*** Extracted records
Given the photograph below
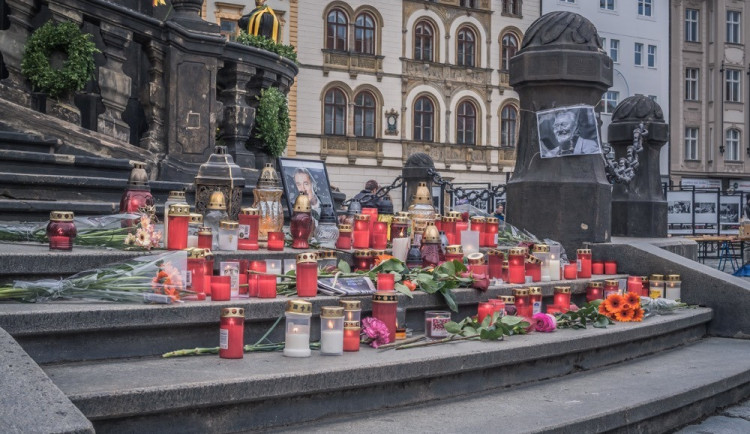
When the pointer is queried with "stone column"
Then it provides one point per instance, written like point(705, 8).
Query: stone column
point(639, 208)
point(568, 199)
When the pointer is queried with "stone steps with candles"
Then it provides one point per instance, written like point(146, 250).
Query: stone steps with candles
point(267, 390)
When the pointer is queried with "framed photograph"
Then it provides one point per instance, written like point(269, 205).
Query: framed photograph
point(567, 131)
point(309, 176)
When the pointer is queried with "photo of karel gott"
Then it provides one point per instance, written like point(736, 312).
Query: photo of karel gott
point(568, 131)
******
[Exercise goal] Copy out all the rows above, requests included, and increase every coordinate in the answer points by 149, keeping the sample points inside the requests as they are. Leave the pictures out.

[Reply]
Given the photograph below
When the pointer is queried with "stone column"
Then it provides one point per instance, written like point(705, 8).
Query: stone column
point(788, 357)
point(717, 348)
When the pointer is queried with "stone steps with candles"
Then it provides one point per instance, written like point(146, 250).
Query: stone steps with candles
point(416, 539)
When the pointer is queried with "framed photograph"
Then it provides one point per instance, written like point(269, 205).
Query: framed photograph
point(716, 280)
point(458, 325)
When the pointer is queried with "photo of karel gott"
Then it provides one point per instance, written like point(736, 312).
Query: photo of karel gott
point(717, 280)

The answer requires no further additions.